* YOUR OBJECTIVE: Rewrite the records below with every "innermost" changed to "central". Leave all other text as it is.
+ + +
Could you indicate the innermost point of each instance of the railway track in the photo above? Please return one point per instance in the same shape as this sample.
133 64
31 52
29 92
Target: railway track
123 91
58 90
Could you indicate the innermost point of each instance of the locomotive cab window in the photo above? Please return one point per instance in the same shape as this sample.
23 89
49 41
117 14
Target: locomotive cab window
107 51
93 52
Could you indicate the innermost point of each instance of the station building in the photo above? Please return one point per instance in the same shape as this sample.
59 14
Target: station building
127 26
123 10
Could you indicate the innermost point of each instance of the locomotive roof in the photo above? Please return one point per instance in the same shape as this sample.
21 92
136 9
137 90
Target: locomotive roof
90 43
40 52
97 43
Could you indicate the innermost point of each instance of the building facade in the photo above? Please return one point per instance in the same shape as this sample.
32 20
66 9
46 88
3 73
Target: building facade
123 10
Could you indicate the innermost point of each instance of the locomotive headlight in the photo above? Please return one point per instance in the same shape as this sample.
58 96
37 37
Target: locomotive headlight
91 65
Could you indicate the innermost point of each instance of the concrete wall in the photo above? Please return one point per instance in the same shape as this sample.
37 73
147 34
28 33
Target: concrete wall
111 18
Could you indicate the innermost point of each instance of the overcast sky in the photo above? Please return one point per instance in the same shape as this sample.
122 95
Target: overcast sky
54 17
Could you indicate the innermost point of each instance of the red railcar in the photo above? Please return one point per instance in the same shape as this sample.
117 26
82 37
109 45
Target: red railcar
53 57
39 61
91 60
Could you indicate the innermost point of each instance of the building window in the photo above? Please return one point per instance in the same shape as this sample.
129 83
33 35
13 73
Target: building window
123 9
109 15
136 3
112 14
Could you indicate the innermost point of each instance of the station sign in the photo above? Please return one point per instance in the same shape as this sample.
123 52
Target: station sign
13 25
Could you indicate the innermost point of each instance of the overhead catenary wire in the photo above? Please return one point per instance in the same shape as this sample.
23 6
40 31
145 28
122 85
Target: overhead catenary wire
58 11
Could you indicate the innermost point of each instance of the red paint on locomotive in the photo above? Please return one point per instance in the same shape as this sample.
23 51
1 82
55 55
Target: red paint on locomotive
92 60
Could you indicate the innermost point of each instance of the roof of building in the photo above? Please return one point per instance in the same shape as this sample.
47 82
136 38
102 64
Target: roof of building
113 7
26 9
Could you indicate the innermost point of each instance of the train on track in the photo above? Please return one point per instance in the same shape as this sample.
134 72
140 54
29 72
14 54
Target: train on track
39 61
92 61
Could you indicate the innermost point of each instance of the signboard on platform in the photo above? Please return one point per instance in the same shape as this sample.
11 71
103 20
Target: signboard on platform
+ + +
* SOLUTION BELOW:
Could you indicate the central point of each instance of the railway track in the photo above? Please return one point per instance in the same shape as this sample.
133 64
31 52
29 92
Target: railway track
123 91
58 90
Could you indicate the central point of each instance of the locomotive cab window in the photo above? Please return one point per instance in the same shape as this sample.
23 89
49 41
117 14
Target: locomotive cab window
107 51
93 52
Could you indicate the central point of each instance of the station building in the photo above? Please return one point per instance in the same shape as this sample.
59 14
Target: station building
127 26
123 10
Could you indicate the central point of each instance of the locomotive roof in the photo above? Please return one point per instance in the same shape as this sample.
21 92
136 9
137 90
Target: locomotive roof
90 43
40 52
97 43
Could you indicate the central point of each instance of the building facade in the photo above? Please return one point per instance in the same shape as this sample.
32 20
66 9
46 88
3 73
Target: building facade
123 10
Could you indicate the central point of each instance of the locomotive headlight in the photo above? Please return one point per instance in the same shape as this sample.
58 96
37 37
Target: locomotive headlight
91 65
Could you indicate the central point of each instance of the concrete wall in the photo above? Please return one point per instance in the same shape as this sample.
37 73
147 34
28 33
Target: concrete wall
111 18
Could you indicate the central point of each instance of the overcast sky in the photo above? Please return one point per instance in the same shape as this sample.
122 95
Target: overcast sky
54 17
Could you indicate the central point of each instance of the red railcar in the photo above? Please return one point per instance in the same shape as this sample.
117 26
82 37
109 45
Target: red railcar
53 57
39 61
91 60
Could you indicate the central point of each instance of the building window in the photo above? Please return one point per instance in the same shape as this sample.
129 83
33 35
13 73
Target: building window
123 9
109 15
136 3
112 14
Could you indicate the central point of each instance of the station sign in the photo above? Please return one point per instance in the same shape as this sample.
123 52
Target: station sign
13 25
Could you indicate the central point of each instance of the overhead catenary wire in the photo above? Please return one point per instance in the same shape as this sample.
23 6
40 31
145 28
122 85
Target: overhead catenary wire
58 11
Could you indicate the central point of each instance of the red paint on locomotive in the photo above? Please return one point per instance in the same shape as this sample.
23 51
1 82
55 55
Target: red paint on locomotive
92 60
Could you indicate the central point of each instance of the roof of building in the photo above? Please return one point per instance in the same shape as this sample.
47 82
136 38
102 64
Target: roof of building
113 7
26 9
Could you indicate the central point of each instance of the train on track in the photo above? Please return one point per instance in the same shape as this sample.
134 72
140 54
29 72
14 54
Target: train on track
39 61
92 61
Could you indicate the central point of each instance of the signboard on platform in the photo above? Please return one point per instance in the same shape as this sample.
11 71
103 20
Target: signboard on platform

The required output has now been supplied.